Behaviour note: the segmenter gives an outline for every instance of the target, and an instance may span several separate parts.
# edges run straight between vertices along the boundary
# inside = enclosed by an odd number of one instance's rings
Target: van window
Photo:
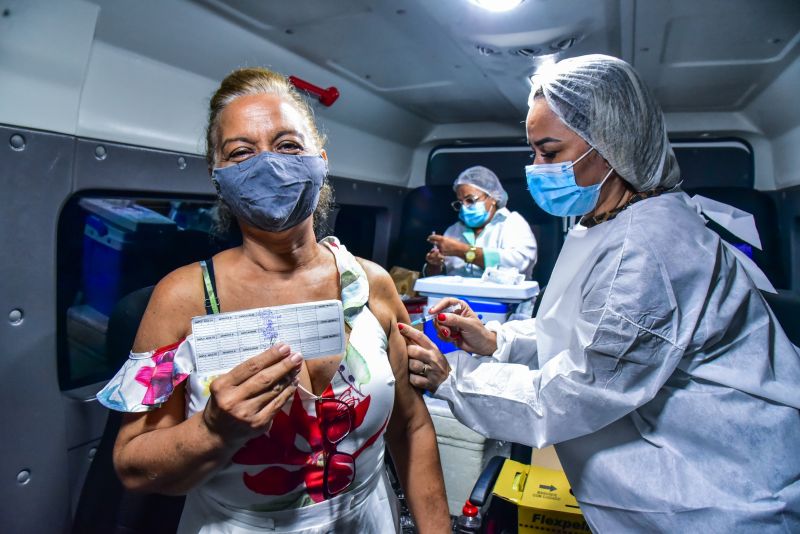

++++++++++++++++++++

ACTION ITEM:
Each entry must be retyped word for word, with every image omitted.

PROBLEM SOLUTION:
Behaviour note: the segmenter gives an outline for every instance of the target, and an instance may span several separate parts.
# edges run straight between vertices along the boundary
# inside = enclosed by an odd number of one instance's rings
Target: van window
Photo:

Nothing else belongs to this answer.